## やること
• A. 錺之-KAZARINO-の紹介文で、今展開されている商品として名前が出ているものをすべて書き出してください。
• B. 錺之-KAZARINO-の紹介文のうち、「まばゆい輝きに、繊細な造形美」から「がることを大事にしています。」までの部分を、一字も変えずに書き写してください。

## 抜き出した文章
いい ちいさな ものづくり

奈良時代から受け継がれる煌めきを暮らしに。飾る力が心を明るくする、錺之-KAZARINO-の錺金具から生まれたアイテム

ー作り手

画像1

私達が京都で約50年間作り続けてきた錺金具は、仏壇や神社仏閣を「飾る」金具です。錺之-KAZARINO-は錺金具の「飾る」という力で人を幸せにしたいという思いから、錺金具の技術を使って普段の暮らしの中で楽しめるものを作っているブランドです。
高級感あふれる金属の艶に錺金具ならではの「飾り」を施した錺之-KAZARINO-のものづくりが目指すのは、目で楽しんでいただくこと、使って親しんでいただくこと、そして「飾り」の持つ力、気持ちを高めたり自信を生み出したりする力をあなたに届けることです。

まばゆい輝きに、繊細な造形美。今回ご紹介する錺之-KAZARINO-(カザリノ)さんは、50年以上にわたりお寺や神社・仏壇仏具・神輿や刀装具などを飾るための金具『錺金具』を京都でつくり続けてきた職人さんが生み出した、現代の暮らしを飾るアイテムを届けています。錺金具は日本最古の木造建築物である法隆寺金堂にも用いられ、日本ならではの美しさ、伝統文化には欠かせない存在です。また美しく飾るだけでなく建造物などを補強・保護する機能も持ち、日本の建造物や神社仏閣の世界においては欠かせないものです。

画像2

伝統的な錺金具ですが、その分使い道は限られてきました。
そこで、
「錺金具の伝統を引き継ぎながらも新しい道を切り開きたい。」
「錺金具の持つ可能性を広げていきたい。」
「錺金具の『飾り』の力で人を幸せにしたい。」
錺之という名前にはそんな思いを込めています。

錺金具の伝統と美しさはそのままに、新たな楽しみ方を届けようと2020年にブランドがスタートしました。現在、展開されている商品は『マスクバンド』『マネークリップ』『オーバルボックス』の3つ。主な素材は銅板や真鍮板で、切る、たたく、曲げる、彫るなどして成形をし、鍍金(メッキ)をして仕上げられています。

錺金具の1番の特徴でもある装飾性にこだわり、お客様が手にした時に、心がぱっと明るくなり気分が上がることを大事にしています。
また、素材のもつ風合いを活かすことにもこだわっています。
銅や真鍮は塗装やメッキをしなければ、経年変化し色合いが変わっていきます。
それをマイナスの変化ととらえるのではなく、長く使うほど色合いや風合いの変化を味わえ、自分だけの色艶が生まれてくることを楽しんでいただきたいと考えています。

## 与えられた記録
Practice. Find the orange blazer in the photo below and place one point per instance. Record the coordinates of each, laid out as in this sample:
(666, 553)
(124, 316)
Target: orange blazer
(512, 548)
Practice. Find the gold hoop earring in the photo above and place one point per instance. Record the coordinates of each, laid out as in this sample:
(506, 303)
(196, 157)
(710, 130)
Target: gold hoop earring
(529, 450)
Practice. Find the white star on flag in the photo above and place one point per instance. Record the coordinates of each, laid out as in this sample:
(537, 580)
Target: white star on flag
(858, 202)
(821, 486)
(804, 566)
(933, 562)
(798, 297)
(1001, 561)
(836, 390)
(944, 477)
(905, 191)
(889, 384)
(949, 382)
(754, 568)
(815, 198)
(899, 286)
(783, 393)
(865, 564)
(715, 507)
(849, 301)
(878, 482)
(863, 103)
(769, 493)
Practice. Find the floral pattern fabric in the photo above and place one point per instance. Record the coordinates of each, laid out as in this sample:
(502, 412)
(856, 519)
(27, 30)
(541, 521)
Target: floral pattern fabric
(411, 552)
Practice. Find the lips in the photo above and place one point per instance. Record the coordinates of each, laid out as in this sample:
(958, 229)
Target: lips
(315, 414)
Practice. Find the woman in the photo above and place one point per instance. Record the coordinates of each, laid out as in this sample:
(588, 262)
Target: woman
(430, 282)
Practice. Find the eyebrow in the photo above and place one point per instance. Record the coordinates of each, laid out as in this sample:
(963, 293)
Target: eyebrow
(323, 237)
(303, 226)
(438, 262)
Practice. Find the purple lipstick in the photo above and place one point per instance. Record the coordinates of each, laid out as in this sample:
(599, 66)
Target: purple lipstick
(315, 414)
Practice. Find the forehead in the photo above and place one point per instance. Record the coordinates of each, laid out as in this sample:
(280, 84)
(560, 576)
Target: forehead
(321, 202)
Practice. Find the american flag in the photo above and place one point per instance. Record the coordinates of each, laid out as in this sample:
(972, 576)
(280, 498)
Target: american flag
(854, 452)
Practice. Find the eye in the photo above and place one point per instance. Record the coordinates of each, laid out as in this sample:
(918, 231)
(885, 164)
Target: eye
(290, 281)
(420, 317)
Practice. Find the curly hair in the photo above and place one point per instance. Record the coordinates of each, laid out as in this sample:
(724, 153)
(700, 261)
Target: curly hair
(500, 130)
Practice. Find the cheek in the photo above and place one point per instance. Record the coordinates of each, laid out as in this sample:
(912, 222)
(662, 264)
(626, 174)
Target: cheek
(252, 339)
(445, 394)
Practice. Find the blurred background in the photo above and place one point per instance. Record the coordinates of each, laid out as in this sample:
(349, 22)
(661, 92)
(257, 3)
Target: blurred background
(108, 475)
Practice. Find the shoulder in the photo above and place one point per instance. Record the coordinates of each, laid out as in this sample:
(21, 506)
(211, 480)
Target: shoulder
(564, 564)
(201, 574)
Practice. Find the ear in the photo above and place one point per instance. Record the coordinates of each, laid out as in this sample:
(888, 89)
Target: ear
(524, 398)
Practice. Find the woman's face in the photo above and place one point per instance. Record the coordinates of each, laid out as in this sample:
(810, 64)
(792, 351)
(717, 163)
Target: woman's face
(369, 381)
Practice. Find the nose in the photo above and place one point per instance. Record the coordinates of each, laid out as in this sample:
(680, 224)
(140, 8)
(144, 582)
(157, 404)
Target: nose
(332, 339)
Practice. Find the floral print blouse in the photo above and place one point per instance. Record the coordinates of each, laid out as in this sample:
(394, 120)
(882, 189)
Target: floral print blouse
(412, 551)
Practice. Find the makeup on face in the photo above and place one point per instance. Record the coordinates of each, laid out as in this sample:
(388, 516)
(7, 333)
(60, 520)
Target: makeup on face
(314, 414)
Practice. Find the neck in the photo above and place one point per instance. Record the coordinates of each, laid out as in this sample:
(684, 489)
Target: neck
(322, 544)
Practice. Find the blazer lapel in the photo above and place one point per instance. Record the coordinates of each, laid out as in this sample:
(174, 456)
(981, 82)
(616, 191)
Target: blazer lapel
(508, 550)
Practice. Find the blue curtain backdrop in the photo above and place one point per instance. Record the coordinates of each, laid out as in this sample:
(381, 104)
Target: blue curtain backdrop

## 答え
• A. マスクバンド、マネークリップ、オーバルボックス

• B.
まばゆい輝きに、繊細な造形美。今回ご紹介する錺之-KAZARINO-(カザリノ)さんは、50年以上にわたりお寺や神社・仏壇仏具・神輿や刀装具などを飾るための金具『錺金具』を京都でつくり続けてきた職人さんが生み出した、現代の暮らしを飾るアイテムを届けています。錺金具は日本最古の木造建築物である法隆寺金堂にも用いられ、日本ならではの美しさ、伝統文化には欠かせない存在です。また美しく飾るだけでなく建造物などを補強・保護する機能も持ち、日本の建造物や神社仏閣の世界においては欠かせないものです。

画像2

伝統的な錺金具ですが、その分使い道は限られてきました。
そこで、
「錺金具の伝統を引き継ぎながらも新しい道を切り開きたい。」
「錺金具の持つ可能性を広げていきたい。」
「錺金具の『飾り』の力で人を幸せにしたい。」
錺之という名前にはそんな思いを込めています。

錺金具の伝統と美しさはそのままに、新たな楽しみ方を届けようと2020年にブランドがスタートしました。現在、展開されている商品は『マスクバンド』『マネークリップ』『オーバルボックス』の3つ。主な素材は銅板や真鍮板で、切る、たたく、曲げる、彫るなどして成形をし、鍍金(メッキ)をして仕上げられています。

錺金具の1番の特徴でもある装飾性にこだわり、お客様が手にした時に、心がぱっと明るくなり気分が上がることを大事にしています。